Segment Start: Exercise passage
The second line sets a seed so we can get the same split again. The
next line uses the caret package to select 75% of the
entries in the column loyalty. We could have used a
different percentage–like 80% or 70%. This creates a matrix of numbers
that we can uses to select the rows from our dataset that will become
the training data. That is what we have done in the fourth line. Here,
we create a dataset called data_train by taking the
original dataset and telling it to only keep the rows we randomly
selected in partition. The square brackets here are again
using indexing to tell R which rows to take. We put nothing after the
comma, which tells R to take all of the columns. We could have instead
selected only some subset of the columns. Next, we select the opposite
columns, using the - symbol in front of
partition to make the testing dataset,
data_test. Finally, we print the percentage of rows that
are in the training data to make sure it is close to 75%.
library(caret)
## Loading required package: lattice
##
## Attaching package: 'caret'
## The following object is masked from 'package:purrr':
##
## lift
set.seed(77)
Segment End: Exercise passage
Segment Start: Data provided
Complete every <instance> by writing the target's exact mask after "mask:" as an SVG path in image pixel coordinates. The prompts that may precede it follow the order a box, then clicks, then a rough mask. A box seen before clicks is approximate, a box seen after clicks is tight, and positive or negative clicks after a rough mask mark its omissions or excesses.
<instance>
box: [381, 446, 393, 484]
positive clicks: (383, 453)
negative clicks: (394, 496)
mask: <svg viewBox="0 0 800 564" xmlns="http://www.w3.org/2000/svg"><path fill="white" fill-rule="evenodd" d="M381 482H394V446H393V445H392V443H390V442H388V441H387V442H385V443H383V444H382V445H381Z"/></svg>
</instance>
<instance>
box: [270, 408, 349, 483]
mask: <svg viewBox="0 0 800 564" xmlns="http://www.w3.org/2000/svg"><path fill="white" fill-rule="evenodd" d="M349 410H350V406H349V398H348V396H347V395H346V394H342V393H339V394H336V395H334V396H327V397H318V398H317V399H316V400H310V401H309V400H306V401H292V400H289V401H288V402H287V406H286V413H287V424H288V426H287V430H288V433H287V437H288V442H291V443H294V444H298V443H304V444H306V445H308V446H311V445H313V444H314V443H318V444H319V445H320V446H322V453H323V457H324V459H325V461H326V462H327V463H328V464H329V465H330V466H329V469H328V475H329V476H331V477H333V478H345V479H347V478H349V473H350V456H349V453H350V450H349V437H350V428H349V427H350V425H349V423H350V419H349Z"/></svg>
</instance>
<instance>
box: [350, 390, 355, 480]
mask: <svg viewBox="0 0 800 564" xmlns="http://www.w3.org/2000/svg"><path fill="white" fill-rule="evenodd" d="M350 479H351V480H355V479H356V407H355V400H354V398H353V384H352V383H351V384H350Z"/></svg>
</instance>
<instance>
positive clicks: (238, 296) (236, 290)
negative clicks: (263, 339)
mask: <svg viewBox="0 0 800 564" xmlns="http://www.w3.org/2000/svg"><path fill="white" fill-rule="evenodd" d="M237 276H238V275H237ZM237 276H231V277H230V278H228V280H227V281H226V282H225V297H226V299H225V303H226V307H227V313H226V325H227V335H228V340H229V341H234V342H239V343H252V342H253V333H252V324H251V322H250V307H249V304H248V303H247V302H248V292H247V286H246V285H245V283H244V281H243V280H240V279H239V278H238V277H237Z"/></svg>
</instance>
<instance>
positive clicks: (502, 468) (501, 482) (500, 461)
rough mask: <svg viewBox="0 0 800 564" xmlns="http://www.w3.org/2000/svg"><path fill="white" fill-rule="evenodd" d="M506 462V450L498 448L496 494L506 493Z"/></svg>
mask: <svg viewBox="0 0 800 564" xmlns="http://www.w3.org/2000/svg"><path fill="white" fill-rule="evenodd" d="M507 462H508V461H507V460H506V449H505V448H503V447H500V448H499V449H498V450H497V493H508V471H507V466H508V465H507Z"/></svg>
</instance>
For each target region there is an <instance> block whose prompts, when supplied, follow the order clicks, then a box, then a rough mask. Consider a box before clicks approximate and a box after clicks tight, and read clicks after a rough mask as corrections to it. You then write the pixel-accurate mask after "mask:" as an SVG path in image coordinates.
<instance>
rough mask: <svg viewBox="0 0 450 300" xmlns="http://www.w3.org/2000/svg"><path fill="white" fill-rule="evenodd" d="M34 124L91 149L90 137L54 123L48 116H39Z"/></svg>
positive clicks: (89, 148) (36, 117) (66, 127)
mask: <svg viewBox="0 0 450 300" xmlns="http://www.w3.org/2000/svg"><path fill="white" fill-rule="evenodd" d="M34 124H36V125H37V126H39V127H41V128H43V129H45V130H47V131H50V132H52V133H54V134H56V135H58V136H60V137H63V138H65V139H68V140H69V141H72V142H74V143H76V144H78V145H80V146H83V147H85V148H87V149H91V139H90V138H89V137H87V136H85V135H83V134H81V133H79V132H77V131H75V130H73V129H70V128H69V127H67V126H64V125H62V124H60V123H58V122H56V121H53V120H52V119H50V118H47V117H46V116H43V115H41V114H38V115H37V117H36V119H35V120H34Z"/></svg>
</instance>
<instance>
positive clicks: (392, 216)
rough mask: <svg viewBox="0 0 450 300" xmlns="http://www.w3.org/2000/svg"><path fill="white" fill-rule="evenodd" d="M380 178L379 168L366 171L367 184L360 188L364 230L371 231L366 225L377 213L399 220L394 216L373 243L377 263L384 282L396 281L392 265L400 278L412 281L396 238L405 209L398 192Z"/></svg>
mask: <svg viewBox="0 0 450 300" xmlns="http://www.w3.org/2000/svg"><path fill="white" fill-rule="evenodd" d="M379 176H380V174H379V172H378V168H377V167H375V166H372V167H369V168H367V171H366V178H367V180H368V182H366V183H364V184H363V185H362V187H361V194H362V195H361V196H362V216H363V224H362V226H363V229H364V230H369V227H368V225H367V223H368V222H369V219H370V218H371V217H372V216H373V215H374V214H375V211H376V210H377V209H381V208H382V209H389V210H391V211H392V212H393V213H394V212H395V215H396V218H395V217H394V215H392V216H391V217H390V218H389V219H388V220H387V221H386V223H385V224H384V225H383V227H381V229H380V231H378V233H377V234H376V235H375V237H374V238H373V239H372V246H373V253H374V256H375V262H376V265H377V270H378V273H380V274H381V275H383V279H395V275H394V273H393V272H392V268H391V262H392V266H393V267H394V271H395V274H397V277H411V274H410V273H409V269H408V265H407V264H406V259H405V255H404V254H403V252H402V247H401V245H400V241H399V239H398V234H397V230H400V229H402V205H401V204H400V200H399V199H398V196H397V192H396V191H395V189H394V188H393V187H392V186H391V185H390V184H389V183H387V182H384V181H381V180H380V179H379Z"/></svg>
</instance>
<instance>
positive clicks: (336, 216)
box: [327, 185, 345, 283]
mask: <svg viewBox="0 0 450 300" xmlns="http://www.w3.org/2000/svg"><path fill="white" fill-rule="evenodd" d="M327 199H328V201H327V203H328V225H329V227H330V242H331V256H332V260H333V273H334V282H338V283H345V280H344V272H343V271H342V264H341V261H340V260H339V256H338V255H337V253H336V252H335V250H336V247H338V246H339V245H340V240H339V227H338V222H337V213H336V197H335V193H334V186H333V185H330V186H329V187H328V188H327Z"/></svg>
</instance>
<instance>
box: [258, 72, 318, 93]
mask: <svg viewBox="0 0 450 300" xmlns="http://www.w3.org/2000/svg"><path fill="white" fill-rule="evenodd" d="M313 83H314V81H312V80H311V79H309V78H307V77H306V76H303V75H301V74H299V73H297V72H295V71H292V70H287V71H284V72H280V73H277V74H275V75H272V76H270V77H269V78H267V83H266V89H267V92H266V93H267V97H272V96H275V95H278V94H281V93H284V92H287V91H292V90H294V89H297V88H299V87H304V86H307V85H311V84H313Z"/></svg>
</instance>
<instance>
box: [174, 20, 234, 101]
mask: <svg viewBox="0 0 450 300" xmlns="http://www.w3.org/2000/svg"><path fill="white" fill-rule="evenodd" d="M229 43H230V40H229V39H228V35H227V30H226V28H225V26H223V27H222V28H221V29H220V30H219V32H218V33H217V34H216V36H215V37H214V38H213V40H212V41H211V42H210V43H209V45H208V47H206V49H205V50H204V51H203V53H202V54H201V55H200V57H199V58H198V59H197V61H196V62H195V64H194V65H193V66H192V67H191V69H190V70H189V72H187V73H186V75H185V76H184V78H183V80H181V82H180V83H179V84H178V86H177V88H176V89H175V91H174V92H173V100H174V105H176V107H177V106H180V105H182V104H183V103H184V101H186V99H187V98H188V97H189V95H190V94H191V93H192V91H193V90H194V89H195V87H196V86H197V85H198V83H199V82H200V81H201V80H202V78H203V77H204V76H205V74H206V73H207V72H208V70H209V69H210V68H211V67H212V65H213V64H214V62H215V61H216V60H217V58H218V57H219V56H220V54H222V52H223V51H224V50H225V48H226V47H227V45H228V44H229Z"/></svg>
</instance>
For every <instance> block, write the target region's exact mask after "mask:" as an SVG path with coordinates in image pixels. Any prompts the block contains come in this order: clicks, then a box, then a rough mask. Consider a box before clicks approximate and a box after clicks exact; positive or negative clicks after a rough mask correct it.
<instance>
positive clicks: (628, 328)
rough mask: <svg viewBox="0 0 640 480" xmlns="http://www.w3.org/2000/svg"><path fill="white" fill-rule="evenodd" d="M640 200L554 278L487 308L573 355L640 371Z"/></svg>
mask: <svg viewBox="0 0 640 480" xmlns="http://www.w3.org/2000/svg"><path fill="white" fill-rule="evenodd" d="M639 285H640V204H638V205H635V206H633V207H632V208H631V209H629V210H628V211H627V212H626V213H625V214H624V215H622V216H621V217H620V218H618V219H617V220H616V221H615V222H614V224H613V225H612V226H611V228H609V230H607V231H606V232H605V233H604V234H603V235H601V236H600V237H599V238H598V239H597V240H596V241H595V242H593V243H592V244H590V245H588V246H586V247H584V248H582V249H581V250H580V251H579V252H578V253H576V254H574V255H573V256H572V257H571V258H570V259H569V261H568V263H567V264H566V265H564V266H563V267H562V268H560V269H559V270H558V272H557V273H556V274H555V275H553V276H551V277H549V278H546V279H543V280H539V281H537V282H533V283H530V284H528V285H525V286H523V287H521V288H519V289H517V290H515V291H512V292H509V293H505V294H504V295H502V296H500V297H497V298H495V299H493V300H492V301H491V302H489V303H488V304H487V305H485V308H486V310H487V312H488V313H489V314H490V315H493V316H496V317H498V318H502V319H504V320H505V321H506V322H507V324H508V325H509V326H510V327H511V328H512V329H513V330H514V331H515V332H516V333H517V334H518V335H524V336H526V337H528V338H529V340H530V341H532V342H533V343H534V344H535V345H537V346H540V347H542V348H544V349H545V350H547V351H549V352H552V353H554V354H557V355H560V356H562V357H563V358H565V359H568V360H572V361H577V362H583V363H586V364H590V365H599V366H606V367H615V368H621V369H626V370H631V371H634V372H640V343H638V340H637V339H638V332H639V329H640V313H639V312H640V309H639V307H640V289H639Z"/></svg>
Segment End: Data provided
● **What you need to do**:
1/ Answer these questions from the data-splitting passage:
(a) What percentage of the entries in the column loyalty does the caret package select?
(b) What does putting nothing after the comma inside the square brackets tell R?
(c) What number is passed to set.seed in the code?
2/ Output the data-splitting passage word for word, starting with "library(caret)" and going on through "set.seed(77)".

● **Solutions below**:
1/
(a) 75%
(b) To take all of the columns.
(c) 77

2/
library(caret)
## Loading required package: lattice
##
## Attaching package: 'caret'
## The following object is masked from 'package:purrr':
##
## lift
set.seed(77)